<<<<
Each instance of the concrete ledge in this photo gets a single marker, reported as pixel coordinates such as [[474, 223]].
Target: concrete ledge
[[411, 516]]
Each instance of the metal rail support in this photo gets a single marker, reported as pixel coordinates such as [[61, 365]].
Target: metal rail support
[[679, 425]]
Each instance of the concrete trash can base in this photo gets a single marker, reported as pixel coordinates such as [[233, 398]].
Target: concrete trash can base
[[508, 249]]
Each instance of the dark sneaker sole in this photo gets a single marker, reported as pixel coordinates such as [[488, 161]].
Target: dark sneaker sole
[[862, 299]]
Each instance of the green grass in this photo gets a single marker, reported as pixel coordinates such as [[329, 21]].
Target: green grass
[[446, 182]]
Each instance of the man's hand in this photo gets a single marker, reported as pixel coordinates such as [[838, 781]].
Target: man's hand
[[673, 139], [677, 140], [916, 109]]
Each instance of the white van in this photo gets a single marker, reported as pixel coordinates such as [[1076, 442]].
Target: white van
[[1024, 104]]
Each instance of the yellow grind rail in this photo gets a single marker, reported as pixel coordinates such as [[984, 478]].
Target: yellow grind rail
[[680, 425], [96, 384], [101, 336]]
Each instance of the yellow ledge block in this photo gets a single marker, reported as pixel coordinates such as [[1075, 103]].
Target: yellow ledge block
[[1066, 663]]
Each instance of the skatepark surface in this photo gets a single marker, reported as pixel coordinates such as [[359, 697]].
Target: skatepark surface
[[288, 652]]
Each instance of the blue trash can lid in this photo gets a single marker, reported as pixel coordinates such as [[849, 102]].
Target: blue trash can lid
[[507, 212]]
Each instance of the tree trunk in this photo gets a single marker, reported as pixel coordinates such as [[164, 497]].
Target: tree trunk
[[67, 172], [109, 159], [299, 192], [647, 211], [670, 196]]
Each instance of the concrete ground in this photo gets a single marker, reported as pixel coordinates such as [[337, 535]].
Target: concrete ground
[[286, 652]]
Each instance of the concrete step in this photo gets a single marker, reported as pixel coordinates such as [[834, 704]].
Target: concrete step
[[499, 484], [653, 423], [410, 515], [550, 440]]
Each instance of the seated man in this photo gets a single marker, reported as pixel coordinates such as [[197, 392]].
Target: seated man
>>>>
Word for word, write out all of the data above.

### Response
Each instance of the concrete ledge in this photo gets a single marker, reported as pixel coordinates such as [[474, 223]].
Target: concrete ledge
[[411, 516]]
Each instance of the metal rail support in this photo gets a single marker, reported as pixel coordinates such as [[61, 365]].
Target: metal rail support
[[679, 425]]
Each instance of the concrete trash can base in this photo gets a single marker, reported as pixel coordinates such as [[233, 398]].
Target: concrete trash can base
[[508, 249]]
Each instance of the dark sneaker sole in this photo gets a single marker, reported as pixel coordinates such as [[488, 161]].
Target: dark sneaker sole
[[862, 299]]
Each instance of the green grass in this photo gets a single marker, reported as pixel coordinates such as [[329, 21]].
Target: green grass
[[446, 182]]
Each instance of the man's hand in this photo gets a single marker, reported as pixel coordinates such as [[838, 781]].
Target: man's hand
[[673, 139], [677, 140], [916, 109]]
Each instance of the white van in this photo gets a single marker, reported as pixel coordinates such as [[1076, 442]].
Target: white van
[[1024, 104]]
Each instance of the yellow grind rail in this photo gets a single marker, reported as pixel coordinates such as [[984, 478]].
Target: yellow grind rail
[[680, 425], [96, 384], [101, 336]]
Each instance of the yellow ledge block in this photo gets a single marker, reported as pixel coordinates such as [[1075, 103]].
Target: yellow ledge block
[[1066, 663]]
Each instance of the skatepark surface in this photo gets a single marker, reported as pixel coordinates such as [[359, 697]].
Target: skatepark surface
[[288, 652]]
Each instance of the blue trash can lid in this photo gets a single marker, reported as pixel coordinates such as [[849, 102]].
Target: blue trash can lid
[[507, 212]]
Each instance of the tree trunk in this photo gets a single marker, reported as pixel coordinates such as [[164, 497]].
Target: tree trunk
[[67, 172], [109, 159], [299, 192], [647, 211], [670, 196]]
Each instance of the concrete ground in this photo gets a single marker, reported as pixel coordinates such as [[337, 535]].
Target: concrete ground
[[286, 652]]
Each instance of the concrete step in this photo gets a single marker, reported as pixel coordinates such as [[834, 704]].
Target: concrete step
[[499, 484], [653, 423], [410, 515], [550, 440]]
Each instance of the seated man in this photo gets a single marker, reported as pixel coordinates such as [[197, 392]].
Target: seated man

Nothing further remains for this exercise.